- GIVEN PASSAGE:
Paws With A Cause New Target Weight Policy

January 4, 2011 · Posted in Aging Dogs, Dog Food/Nutrition 

To my chagrin, I am facing 2011 with an all too familiar New Year’s resolution to lose weight. Mind you, this is the same New Year’s resolution that I have proclaimed every year since I became a wheelchair user at age six. As a sedentary individual with a love for food, weight is always an ongoing issue for me.

As the old year ended this weekend and I pondered my New Year’s resolutions, I received a large brown envelope in the mail from my service dog provider agency, Paws With A Cause.

You can imagine my surprise when I perused the official correspondence from PAWS declaring that Whistle must be within HIS target weight or it could jeopardize his recertification process. PAWS requires each service dog team to renew its public access certification every 18-24 months throughout the working life of an assistance dog. Although during each recertification process, I have to report Whistle’s weight, this is the first time that PAWS has declared a target weight policy. This new policy states:

The health, well-being and longevity of your Assistance Dog are dependent on keeping your dog within its target weight. Even a slight increase in weight can dramatically impact the working life of your Assistance Dog! PAWS and your veterinarian will help you monitor this for the lifetime of your dog. Certification and recertification will include verification that your dog is within their approved weight range.

Certification/recertification will be delayed if your dog is 15-20% above its target weight. Certification along with your dog’s harnesses and ID card will be removed if your dog is 20% or more over their target weight.

- PROVIDED INFORMATION:
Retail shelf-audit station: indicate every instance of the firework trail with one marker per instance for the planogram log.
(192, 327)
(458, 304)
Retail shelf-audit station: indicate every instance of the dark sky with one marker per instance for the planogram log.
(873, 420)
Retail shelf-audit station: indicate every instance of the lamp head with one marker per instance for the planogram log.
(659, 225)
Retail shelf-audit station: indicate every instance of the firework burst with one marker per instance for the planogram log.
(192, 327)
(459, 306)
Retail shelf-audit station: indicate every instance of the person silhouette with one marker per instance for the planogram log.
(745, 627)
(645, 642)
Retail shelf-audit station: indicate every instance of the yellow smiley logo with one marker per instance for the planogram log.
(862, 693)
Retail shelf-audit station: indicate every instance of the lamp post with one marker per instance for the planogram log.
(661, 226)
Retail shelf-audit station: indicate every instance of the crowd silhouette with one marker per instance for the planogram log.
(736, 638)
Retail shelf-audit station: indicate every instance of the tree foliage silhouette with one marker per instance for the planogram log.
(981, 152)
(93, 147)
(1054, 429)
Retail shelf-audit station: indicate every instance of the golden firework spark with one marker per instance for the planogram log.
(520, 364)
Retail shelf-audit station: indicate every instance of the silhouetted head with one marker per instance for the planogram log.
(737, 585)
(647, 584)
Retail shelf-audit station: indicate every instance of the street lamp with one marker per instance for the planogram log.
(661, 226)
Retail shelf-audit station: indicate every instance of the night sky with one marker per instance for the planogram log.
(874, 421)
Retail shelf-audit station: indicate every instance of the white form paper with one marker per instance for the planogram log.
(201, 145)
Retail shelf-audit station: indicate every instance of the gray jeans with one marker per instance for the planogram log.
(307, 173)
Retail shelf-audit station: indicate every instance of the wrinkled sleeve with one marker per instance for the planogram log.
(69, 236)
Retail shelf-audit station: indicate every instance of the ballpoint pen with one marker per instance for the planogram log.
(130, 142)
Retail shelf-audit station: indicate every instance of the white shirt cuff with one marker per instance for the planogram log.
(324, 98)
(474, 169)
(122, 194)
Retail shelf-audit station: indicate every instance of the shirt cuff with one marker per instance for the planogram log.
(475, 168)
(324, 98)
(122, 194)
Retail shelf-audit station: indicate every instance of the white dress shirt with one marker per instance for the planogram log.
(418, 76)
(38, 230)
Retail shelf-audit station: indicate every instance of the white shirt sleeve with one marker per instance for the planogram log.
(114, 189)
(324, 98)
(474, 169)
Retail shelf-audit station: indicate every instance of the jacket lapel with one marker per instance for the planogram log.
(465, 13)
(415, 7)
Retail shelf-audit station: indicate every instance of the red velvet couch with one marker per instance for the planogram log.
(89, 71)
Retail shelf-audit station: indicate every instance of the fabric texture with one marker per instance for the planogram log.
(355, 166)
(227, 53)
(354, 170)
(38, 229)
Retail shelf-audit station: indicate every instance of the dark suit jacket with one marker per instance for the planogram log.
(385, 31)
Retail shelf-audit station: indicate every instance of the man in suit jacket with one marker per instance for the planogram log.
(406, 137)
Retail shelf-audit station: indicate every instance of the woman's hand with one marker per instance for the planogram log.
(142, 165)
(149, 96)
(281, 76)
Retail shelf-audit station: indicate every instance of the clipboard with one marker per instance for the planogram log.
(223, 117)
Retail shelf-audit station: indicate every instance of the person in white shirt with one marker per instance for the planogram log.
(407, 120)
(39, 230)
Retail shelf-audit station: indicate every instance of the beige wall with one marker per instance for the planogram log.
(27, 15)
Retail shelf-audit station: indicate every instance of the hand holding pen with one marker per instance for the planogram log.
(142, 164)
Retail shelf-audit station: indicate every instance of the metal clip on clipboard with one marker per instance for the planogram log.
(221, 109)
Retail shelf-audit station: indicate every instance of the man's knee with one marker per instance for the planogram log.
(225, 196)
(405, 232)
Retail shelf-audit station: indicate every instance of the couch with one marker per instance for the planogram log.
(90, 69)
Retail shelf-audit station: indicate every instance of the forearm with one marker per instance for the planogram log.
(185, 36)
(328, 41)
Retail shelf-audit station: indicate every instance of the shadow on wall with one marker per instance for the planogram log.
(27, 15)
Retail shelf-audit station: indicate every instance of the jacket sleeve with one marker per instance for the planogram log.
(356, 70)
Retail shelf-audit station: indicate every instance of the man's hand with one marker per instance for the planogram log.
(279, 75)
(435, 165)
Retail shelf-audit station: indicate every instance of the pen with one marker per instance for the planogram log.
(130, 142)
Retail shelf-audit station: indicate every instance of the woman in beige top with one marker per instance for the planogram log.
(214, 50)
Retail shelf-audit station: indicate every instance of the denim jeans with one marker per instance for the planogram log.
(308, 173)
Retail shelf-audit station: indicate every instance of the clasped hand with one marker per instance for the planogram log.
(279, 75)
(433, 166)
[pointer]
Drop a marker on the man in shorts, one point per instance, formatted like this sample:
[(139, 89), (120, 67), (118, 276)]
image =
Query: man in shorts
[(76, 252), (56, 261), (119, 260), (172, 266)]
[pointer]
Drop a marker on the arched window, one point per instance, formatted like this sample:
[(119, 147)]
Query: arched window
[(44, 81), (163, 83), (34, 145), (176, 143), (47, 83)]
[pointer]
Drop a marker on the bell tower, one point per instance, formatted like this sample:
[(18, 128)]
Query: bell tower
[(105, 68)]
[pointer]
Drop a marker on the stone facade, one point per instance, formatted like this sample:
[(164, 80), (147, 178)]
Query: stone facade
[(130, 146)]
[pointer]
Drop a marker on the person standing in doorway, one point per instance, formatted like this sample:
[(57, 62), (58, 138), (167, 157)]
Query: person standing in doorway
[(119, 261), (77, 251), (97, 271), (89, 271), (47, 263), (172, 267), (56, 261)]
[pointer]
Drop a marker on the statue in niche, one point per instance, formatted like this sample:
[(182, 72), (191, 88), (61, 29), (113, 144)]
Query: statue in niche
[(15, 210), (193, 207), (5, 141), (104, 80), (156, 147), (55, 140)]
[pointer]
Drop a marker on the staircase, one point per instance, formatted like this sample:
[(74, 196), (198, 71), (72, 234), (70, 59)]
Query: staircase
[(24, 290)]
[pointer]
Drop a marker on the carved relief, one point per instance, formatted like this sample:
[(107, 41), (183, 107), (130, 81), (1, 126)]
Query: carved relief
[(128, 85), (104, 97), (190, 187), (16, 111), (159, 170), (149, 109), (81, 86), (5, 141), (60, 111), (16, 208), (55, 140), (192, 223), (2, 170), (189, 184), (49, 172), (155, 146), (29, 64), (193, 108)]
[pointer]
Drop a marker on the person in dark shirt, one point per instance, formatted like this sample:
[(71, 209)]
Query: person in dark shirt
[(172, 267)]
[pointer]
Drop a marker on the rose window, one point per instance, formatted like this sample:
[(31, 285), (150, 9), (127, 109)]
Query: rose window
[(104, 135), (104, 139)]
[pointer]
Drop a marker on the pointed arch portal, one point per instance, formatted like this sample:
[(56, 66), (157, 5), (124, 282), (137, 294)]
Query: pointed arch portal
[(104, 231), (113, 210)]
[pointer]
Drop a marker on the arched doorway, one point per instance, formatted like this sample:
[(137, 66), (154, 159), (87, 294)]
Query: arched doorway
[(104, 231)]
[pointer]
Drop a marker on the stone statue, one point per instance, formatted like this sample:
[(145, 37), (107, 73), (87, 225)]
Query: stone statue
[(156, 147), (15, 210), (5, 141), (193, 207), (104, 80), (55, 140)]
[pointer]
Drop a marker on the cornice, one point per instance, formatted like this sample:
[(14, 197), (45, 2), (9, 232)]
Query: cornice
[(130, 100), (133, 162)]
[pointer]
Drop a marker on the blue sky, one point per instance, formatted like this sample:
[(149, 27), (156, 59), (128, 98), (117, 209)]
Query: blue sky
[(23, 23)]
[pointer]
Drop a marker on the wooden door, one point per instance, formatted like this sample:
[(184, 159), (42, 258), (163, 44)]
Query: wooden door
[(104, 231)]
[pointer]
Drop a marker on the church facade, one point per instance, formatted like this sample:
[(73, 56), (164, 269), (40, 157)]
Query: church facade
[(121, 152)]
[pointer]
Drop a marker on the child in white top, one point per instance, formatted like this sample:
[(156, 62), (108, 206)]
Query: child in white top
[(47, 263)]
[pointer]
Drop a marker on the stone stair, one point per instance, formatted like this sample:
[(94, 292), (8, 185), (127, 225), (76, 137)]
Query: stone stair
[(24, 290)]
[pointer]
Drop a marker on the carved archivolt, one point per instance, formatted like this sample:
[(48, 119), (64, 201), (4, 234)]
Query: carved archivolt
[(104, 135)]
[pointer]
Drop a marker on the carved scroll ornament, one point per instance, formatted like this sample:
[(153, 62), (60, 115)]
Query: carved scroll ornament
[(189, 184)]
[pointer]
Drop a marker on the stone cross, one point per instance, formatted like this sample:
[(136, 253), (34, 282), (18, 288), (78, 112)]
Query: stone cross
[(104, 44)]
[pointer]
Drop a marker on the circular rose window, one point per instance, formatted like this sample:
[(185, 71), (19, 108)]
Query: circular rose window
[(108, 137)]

- PROBLEM SET:
a) Please answer these from the Paws With A Cause post:
(i) At what age did the writer become a wheelchair user?
(ii) How often must each service dog team renew its public access certification?
(iii) What happens to certification or recertification if a dog is 15-20% above its target weight?
b) Using the Paws With A Cause post, list everything the policy says will be removed if a dog is 20% or more over its target weight.
The material above has nothing to do with the Paws With A Cause post.

- RESULTS FOR EACH TASK:
a)
(i) Age six.
(ii) Every 18-24 months throughout the assistance dog's working life.
(iii) It will be delayed.

b)
- Certification
- The dog's harnesses
- The dog's ID card